====== GIVEN PASSAGE ======

Skip to content

Latest commit

 

History

History

create-dictionaries

Create German dictionaries by different German semantic resources

The code of this repository is able to create dictionaries of synonyms, hyponyms and hypernyms of a given word list (text file input/word_list.txt):

Fall
fallen
gefallen
Unfall
Absturz
Sturz
Bruch
brechen
gebrochen
Oberschenkel

Resources

Open WordNet

GermaNet

  • request GermaNet files
  • configure in params.conf your GermaNet path
  • Script configured and tested with GermaNet version 17.0 (GN_V170_XML)
  • By usage of GermaNet, do not forget to cite it.

======

## OBJECTIVES
**a)** From the README above, set down everything from "Open WordNet" down to "version 17.0 (GN_V170_XML)".
**b)** Translate this sentence from the README into Spanish: "By usage of GermaNet, do not forget to cite it."

====== INFORMATION SHOWN ======

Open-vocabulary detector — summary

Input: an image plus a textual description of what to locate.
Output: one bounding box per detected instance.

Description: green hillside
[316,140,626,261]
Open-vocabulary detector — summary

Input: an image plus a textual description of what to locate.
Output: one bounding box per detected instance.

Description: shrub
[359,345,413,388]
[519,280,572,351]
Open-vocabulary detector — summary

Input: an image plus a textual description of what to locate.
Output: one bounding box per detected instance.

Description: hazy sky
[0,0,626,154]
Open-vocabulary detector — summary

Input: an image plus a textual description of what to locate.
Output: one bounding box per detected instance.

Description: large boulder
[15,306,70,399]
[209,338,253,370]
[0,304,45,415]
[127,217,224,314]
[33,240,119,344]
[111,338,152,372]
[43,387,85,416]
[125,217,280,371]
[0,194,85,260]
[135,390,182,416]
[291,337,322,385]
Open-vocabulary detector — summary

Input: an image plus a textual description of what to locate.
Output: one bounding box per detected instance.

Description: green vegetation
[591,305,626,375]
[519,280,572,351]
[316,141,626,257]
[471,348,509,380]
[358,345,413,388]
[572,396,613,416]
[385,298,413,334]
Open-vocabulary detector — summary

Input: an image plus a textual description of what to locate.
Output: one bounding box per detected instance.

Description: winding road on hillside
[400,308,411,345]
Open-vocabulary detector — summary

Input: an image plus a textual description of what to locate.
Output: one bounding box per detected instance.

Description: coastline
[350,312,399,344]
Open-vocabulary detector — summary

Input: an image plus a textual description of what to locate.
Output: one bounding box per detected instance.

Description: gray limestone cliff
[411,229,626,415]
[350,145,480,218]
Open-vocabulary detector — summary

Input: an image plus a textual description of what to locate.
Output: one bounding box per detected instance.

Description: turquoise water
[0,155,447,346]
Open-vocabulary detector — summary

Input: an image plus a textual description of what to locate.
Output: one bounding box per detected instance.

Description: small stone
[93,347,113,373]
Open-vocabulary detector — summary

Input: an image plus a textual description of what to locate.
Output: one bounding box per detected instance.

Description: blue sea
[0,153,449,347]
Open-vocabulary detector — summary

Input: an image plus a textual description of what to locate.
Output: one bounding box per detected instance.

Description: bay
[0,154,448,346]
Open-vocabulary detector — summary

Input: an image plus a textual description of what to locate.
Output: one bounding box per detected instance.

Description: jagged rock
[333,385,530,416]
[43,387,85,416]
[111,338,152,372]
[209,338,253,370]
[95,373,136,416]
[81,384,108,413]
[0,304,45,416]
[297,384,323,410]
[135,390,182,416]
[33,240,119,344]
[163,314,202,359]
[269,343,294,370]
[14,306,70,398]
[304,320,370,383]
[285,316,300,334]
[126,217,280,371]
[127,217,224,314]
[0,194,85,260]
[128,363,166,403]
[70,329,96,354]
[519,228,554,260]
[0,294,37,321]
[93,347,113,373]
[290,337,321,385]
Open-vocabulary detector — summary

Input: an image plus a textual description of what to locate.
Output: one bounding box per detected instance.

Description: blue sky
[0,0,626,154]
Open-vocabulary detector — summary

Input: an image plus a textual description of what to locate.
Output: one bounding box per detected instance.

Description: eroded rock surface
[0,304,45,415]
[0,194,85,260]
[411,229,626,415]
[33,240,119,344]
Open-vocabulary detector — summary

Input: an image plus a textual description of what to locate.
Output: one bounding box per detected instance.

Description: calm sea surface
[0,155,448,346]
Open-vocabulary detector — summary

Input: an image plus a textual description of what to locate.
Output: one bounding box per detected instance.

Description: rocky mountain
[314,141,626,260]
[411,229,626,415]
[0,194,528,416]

======

## EXERCISE ANSWERS
**a)**
Open WordNet

GermaNet

  • request GermaNet files
  • configure in params.conf your GermaNet path
  • Script configured and tested with GermaNet version 17.0 (GN_V170_XML)

**b)** Al usar GermaNet, no olvides citarlo.